[Exercise material]
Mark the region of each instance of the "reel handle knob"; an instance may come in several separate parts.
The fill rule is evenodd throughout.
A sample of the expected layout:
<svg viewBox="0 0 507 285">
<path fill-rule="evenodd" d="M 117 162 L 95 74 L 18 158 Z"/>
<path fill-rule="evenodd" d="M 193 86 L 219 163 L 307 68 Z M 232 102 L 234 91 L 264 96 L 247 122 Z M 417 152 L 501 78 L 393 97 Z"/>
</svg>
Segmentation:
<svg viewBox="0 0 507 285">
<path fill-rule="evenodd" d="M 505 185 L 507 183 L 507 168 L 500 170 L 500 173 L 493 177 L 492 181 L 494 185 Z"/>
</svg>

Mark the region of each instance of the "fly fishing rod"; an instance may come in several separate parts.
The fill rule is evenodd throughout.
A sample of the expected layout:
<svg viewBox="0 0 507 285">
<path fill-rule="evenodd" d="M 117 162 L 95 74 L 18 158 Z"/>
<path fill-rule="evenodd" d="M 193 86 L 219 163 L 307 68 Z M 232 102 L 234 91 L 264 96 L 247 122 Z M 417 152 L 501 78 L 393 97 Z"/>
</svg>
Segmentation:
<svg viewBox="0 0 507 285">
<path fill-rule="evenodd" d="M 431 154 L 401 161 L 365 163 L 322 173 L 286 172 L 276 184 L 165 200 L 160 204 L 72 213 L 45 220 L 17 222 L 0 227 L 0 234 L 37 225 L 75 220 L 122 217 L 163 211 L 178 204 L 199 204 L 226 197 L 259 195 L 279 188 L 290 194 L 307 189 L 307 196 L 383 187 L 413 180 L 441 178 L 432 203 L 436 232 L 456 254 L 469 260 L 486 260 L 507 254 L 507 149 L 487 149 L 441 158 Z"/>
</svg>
==
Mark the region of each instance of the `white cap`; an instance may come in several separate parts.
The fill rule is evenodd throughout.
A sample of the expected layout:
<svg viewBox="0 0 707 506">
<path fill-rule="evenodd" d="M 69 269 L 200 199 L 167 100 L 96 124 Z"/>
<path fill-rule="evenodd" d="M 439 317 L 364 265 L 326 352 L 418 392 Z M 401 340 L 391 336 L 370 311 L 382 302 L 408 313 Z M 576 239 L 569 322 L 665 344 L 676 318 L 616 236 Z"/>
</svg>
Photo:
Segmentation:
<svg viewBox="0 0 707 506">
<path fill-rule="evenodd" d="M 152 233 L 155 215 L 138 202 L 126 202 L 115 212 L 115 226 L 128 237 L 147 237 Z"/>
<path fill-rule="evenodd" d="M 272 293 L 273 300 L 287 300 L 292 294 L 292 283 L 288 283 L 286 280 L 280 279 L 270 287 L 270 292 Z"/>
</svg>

[Job] Filter the records above, keeping every line that contains the word "instance" and copying each one in full.

[Exercise solution]
Mark the region of each instance of the "reel handle knob"; an instance may come in several separate parts.
Mark the region of each instance of the "fly fishing rod"; an instance may come in several separate parts.
Mark the region of each instance of the `white cap`; an instance may come in several separate parts.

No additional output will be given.